◆ **Data listing**:

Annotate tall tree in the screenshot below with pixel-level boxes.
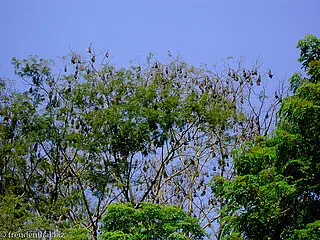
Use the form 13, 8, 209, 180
211, 34, 320, 239
1, 50, 278, 239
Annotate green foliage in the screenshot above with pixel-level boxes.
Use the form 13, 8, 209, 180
60, 224, 90, 240
1, 49, 275, 239
100, 202, 206, 240
297, 34, 320, 81
212, 34, 320, 239
289, 220, 320, 240
289, 34, 320, 93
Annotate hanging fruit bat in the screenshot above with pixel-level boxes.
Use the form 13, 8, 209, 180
268, 70, 273, 78
106, 51, 109, 58
251, 68, 258, 75
242, 70, 247, 78
201, 189, 206, 196
256, 75, 261, 86
71, 56, 77, 64
91, 55, 96, 63
3, 117, 8, 124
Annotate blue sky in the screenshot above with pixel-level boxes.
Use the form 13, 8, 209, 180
0, 0, 319, 89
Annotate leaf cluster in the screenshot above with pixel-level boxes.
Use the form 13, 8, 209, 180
100, 202, 206, 240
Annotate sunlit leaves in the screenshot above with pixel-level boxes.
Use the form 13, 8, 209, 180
297, 34, 320, 73
101, 202, 206, 240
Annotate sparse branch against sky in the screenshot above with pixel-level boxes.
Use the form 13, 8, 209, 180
1, 0, 319, 89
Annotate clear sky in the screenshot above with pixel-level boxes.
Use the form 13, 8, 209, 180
0, 0, 319, 89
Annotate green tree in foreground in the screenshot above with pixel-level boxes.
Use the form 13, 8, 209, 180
211, 34, 320, 239
100, 202, 206, 240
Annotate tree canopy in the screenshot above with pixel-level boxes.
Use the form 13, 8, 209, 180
4, 35, 319, 239
100, 202, 206, 240
211, 34, 320, 239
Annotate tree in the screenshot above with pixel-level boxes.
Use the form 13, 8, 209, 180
0, 50, 278, 239
211, 34, 320, 239
100, 202, 206, 239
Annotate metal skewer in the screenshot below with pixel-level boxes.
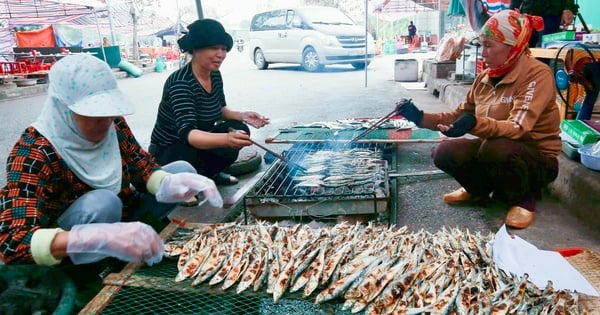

◆ **How to complete this task**: Write out all of the records above. Keep them exact and leave out the pictures.

◆ **Answer space**:
Annotate tall tree in the screenshot below with pixel-level boxes.
Use the form 13, 8, 209, 180
211, 34, 320, 239
1, 50, 278, 239
Annotate green foliage in the screenshot above with pixel-level boxes.
Use the form 13, 8, 209, 180
60, 224, 90, 240
1, 49, 275, 239
100, 202, 206, 240
297, 34, 320, 81
212, 34, 320, 239
289, 220, 320, 240
289, 34, 320, 93
Annotate hanging fruit bat in the screenshot above with pixel-level boxes.
Use the form 13, 8, 209, 180
268, 70, 273, 78
106, 51, 109, 58
251, 68, 258, 75
242, 70, 247, 78
201, 189, 206, 196
256, 75, 261, 86
71, 56, 77, 64
91, 55, 96, 63
3, 117, 8, 124
Annotate blue sky in the screenshot above with pixel-level boxes.
Use the form 13, 8, 209, 180
0, 0, 319, 89
Annotate leaf cluster in the screenshot above with pixel-level boxes.
Use the form 13, 8, 209, 180
100, 202, 206, 240
Annotate sunlit leaves in the screenshot above with pixel-level boxes.
Use the form 13, 8, 209, 180
297, 34, 320, 73
101, 202, 206, 240
Annotate sparse branch against sky in the screenshot above with pixel-level boxes.
Use the form 13, 8, 209, 180
1, 0, 319, 89
Annotate clear sky in the screenshot above with pixel-level boxes.
Use the form 13, 8, 209, 180
0, 0, 319, 89
Annotate green tree in foreground in the screenshot above with pixel-level boxes.
Use the form 13, 8, 209, 180
211, 34, 320, 239
100, 202, 206, 240
Annotate tree canopy in the screenshot above with pixel-level boxes.
Use the form 13, 8, 209, 180
4, 35, 319, 239
100, 202, 206, 240
211, 34, 320, 239
Annotate tree in the screenshot above with pixel-level boxes.
Use the form 13, 8, 209, 180
0, 50, 278, 239
211, 34, 320, 239
100, 202, 206, 239
Annotate metal skewer in the screenshot below with pixel-level boxes.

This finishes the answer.